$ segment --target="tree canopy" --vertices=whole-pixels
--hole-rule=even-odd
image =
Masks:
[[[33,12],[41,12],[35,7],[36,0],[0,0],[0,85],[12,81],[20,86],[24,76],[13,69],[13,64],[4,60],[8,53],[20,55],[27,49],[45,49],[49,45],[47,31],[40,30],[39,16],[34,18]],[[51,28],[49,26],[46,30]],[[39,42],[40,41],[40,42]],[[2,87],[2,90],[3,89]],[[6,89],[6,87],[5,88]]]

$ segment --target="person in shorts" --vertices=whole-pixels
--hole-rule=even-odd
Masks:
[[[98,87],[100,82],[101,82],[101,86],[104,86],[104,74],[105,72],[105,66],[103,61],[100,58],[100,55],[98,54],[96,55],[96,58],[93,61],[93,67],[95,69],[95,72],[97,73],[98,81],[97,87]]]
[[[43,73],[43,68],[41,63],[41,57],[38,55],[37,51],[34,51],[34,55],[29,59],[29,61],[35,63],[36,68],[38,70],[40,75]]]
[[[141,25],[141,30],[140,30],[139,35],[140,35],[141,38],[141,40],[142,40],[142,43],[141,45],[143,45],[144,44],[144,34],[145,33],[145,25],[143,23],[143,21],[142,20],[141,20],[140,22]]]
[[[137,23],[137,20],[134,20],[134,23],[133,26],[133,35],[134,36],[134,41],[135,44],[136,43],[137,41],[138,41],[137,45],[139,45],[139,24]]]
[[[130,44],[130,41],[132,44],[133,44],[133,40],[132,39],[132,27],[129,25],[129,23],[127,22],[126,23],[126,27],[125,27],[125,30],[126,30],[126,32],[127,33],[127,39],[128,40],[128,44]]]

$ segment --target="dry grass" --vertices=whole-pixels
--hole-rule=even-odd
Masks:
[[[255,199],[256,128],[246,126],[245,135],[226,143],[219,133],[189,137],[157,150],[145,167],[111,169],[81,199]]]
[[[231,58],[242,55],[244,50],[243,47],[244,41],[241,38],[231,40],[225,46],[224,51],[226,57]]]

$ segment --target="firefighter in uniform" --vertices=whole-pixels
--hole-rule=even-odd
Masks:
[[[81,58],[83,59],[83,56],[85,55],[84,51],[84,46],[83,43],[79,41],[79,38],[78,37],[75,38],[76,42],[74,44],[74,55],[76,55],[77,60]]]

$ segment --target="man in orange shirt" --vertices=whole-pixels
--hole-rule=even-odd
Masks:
-----
Aim:
Print the complete listing again, exactly as it stands.

Answer below:
$ segment --target="tree canopy" --vertices=whole-pixels
--hole-rule=even-odd
image =
Masks:
[[[33,12],[41,12],[35,7],[36,0],[0,0],[0,85],[12,81],[20,86],[24,76],[13,69],[13,64],[4,60],[8,53],[20,55],[27,49],[45,49],[49,45],[47,31],[40,30],[39,16],[34,18]],[[51,28],[49,26],[46,30]],[[39,42],[40,41],[40,42]],[[2,87],[2,90],[3,89]],[[6,89],[6,87],[5,88]]]

$ segment --target="person in shorts" --vertices=whole-pixels
--hole-rule=even-odd
Masks:
[[[98,87],[100,82],[101,82],[101,86],[104,86],[104,74],[105,72],[105,66],[103,61],[100,58],[100,55],[98,54],[96,55],[96,58],[93,61],[93,67],[95,69],[95,72],[97,73],[98,81],[97,87]]]
[[[43,73],[43,68],[41,63],[41,57],[38,55],[37,51],[34,51],[34,55],[29,59],[29,61],[35,63],[36,68],[38,70],[40,75]]]
[[[141,25],[141,30],[140,30],[139,35],[140,35],[141,38],[141,40],[142,40],[142,43],[141,45],[143,45],[144,44],[144,34],[145,33],[145,25],[143,23],[143,21],[142,20],[141,20],[140,22]]]
[[[137,23],[137,20],[134,20],[134,23],[133,26],[133,35],[134,36],[134,41],[135,44],[136,43],[137,41],[138,41],[137,45],[139,45],[139,24]]]
[[[130,44],[130,41],[132,44],[133,44],[133,40],[132,39],[132,27],[129,25],[129,23],[127,22],[126,23],[126,27],[125,27],[125,30],[126,30],[126,32],[127,33],[127,39],[128,40],[128,44]]]

$ segment --target="dry grass" --vertices=whole-pixels
--hole-rule=even-odd
Masks:
[[[255,199],[256,128],[246,126],[245,135],[226,143],[219,133],[189,137],[157,150],[145,167],[111,169],[81,199]]]
[[[231,58],[242,55],[244,50],[243,47],[244,41],[241,38],[231,40],[225,46],[224,51],[226,57]]]

$ segment --target="firefighter in uniform" --vertices=whole-pixels
--hole-rule=even-odd
Masks:
[[[81,58],[83,59],[83,56],[85,55],[84,51],[84,46],[83,43],[79,41],[79,38],[78,37],[75,38],[76,42],[74,44],[74,55],[76,55],[77,60]]]

$ segment --target="man in orange shirt" --vertices=whole-pixels
--hole-rule=even-odd
Masks:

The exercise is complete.